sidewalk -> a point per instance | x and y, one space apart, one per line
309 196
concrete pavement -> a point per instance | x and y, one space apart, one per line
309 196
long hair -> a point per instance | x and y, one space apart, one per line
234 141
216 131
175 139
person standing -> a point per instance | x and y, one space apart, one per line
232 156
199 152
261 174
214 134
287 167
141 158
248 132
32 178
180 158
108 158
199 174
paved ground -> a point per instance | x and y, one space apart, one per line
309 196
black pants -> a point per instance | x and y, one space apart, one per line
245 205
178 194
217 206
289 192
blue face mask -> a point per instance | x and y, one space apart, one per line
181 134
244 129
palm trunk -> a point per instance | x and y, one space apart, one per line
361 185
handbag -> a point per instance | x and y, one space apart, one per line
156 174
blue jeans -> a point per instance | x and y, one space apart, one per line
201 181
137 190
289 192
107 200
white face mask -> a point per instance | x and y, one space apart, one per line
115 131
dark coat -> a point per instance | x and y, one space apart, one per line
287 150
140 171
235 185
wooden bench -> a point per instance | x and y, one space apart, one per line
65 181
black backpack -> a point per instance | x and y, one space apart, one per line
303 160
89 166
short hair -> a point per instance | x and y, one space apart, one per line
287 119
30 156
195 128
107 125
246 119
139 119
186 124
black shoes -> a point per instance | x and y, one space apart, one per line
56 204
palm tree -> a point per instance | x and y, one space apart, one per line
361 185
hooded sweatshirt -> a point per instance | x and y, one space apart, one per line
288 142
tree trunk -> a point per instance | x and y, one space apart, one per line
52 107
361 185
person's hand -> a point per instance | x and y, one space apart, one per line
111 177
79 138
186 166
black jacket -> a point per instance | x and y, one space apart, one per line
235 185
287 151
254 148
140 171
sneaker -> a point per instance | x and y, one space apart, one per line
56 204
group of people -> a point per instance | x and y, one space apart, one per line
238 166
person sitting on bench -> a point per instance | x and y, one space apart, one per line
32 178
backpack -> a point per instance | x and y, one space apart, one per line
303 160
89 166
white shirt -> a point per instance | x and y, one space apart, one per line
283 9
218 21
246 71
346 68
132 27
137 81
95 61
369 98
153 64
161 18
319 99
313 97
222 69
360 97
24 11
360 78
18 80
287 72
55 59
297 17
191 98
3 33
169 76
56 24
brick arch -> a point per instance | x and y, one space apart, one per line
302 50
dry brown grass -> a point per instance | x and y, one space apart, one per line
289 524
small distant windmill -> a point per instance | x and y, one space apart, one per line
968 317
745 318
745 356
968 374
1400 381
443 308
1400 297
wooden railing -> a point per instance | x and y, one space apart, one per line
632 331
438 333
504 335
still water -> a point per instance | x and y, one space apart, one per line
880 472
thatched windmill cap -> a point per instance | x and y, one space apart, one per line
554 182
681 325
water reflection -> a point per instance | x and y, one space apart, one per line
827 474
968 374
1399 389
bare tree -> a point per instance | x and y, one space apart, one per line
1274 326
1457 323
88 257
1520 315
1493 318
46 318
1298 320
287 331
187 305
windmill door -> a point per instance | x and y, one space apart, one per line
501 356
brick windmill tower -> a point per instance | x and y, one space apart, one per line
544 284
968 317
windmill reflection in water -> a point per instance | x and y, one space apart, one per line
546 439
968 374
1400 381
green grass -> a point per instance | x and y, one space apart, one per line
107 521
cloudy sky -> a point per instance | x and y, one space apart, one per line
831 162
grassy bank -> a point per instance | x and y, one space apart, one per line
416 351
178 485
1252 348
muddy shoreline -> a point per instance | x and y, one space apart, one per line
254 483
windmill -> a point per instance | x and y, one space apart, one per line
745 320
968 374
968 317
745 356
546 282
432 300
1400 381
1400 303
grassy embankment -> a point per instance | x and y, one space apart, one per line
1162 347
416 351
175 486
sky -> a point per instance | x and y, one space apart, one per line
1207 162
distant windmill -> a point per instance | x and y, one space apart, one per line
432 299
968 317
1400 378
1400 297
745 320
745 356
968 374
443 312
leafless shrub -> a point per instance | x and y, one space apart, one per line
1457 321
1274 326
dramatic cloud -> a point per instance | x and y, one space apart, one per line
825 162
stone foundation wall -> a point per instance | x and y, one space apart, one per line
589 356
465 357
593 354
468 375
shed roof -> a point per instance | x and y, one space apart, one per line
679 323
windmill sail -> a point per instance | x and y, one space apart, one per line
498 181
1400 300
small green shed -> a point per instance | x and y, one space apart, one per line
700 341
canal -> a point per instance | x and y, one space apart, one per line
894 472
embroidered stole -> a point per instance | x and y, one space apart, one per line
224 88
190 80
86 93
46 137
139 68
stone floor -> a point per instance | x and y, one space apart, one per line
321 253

▶ Directions for this task
Rewrite the items from the line with "embroidered stole ->" through the last of the items, replacing "stone floor" with "tiled floor" and leaving everything else as it is.

▶ Output of the exercise
embroidered stole -> a point per instance | x and y, one space apart, one per line
224 88
190 80
86 93
46 137
139 68
tiled floor -> a point per instance | x and y, one space apart, one per line
321 253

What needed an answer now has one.